» Assigned task:
Find the line with "[(96, 71), (226, 199)]" in the entries below, then reproduce it and every line after it down to and including the line with "[(118, 60)]", exactly.

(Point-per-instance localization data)
--*--
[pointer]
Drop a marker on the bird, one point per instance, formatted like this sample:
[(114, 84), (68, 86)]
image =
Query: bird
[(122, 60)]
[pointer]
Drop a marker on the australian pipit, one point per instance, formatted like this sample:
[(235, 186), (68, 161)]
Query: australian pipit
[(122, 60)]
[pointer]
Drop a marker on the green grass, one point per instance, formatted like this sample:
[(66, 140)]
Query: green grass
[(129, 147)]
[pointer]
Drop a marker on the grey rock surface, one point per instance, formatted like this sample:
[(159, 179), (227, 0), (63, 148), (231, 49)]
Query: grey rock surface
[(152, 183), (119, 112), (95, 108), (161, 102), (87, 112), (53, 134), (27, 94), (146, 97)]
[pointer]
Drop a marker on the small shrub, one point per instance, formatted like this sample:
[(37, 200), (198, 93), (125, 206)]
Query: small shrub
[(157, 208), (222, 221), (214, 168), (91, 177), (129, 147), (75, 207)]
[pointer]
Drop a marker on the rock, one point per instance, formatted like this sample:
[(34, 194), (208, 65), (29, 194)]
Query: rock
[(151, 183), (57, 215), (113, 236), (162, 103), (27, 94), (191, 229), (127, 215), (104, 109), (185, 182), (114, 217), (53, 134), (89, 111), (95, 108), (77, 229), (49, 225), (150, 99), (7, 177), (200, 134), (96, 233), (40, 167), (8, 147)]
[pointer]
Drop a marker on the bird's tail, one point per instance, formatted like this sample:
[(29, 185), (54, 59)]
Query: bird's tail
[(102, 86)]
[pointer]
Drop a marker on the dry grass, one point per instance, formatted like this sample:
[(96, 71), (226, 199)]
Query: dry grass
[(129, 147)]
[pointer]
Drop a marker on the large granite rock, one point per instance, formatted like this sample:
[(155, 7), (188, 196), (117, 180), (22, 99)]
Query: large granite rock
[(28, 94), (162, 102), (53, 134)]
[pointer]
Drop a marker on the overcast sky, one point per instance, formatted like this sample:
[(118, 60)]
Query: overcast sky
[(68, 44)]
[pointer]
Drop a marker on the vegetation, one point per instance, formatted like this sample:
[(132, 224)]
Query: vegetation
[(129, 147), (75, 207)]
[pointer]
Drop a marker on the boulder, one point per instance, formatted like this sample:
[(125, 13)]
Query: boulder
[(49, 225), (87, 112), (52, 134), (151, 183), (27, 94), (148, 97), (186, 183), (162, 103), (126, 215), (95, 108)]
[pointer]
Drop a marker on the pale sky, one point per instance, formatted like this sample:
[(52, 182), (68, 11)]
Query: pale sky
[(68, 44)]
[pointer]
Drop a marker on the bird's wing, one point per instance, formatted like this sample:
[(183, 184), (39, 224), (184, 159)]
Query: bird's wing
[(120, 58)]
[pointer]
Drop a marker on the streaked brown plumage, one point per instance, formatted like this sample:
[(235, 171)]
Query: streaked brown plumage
--*--
» Task response:
[(96, 71), (226, 199)]
Query: dry grass
[(129, 147)]
[pointer]
Drop a marker on the large granite rock, one point per instance, formatted like this sample:
[(155, 7), (188, 196), (117, 180), (22, 99)]
Query: large granite rock
[(28, 94), (162, 102), (53, 134)]
[pointer]
Drop a marker on the overcast sky, one point per instance, formatted like this sample:
[(118, 60)]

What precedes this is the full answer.